Position identification records
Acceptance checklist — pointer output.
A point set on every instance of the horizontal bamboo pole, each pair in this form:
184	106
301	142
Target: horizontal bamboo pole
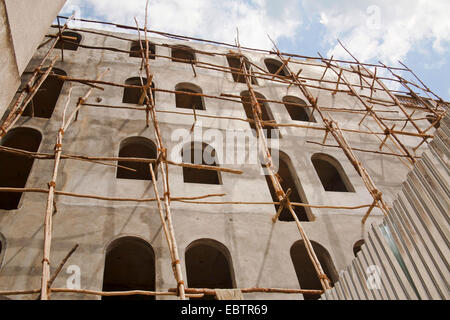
364	150
170	35
294	204
79	195
207	291
19	292
178	199
122	293
49	156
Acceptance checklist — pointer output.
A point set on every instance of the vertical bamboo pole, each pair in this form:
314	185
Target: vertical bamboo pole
324	281
51	194
163	153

> _SET TASK_: Copy out every line of the records above word for word, leaving out the pictures.

> _TASK ANSWER_:
Acceptance checklist — pointer output.
A point set on every instance of the horizontal bamboo pole, each pair in this form:
184	106
301	142
Target: horizontal bamboo pole
364	150
170	35
294	204
79	195
207	291
19	292
178	199
122	293
49	156
Acceptance checklist — pointer output.
A point set on every instance of the vertical bamboo pole, each pair in this form:
314	185
Target: vertical bamboo pole
324	281
51	194
163	153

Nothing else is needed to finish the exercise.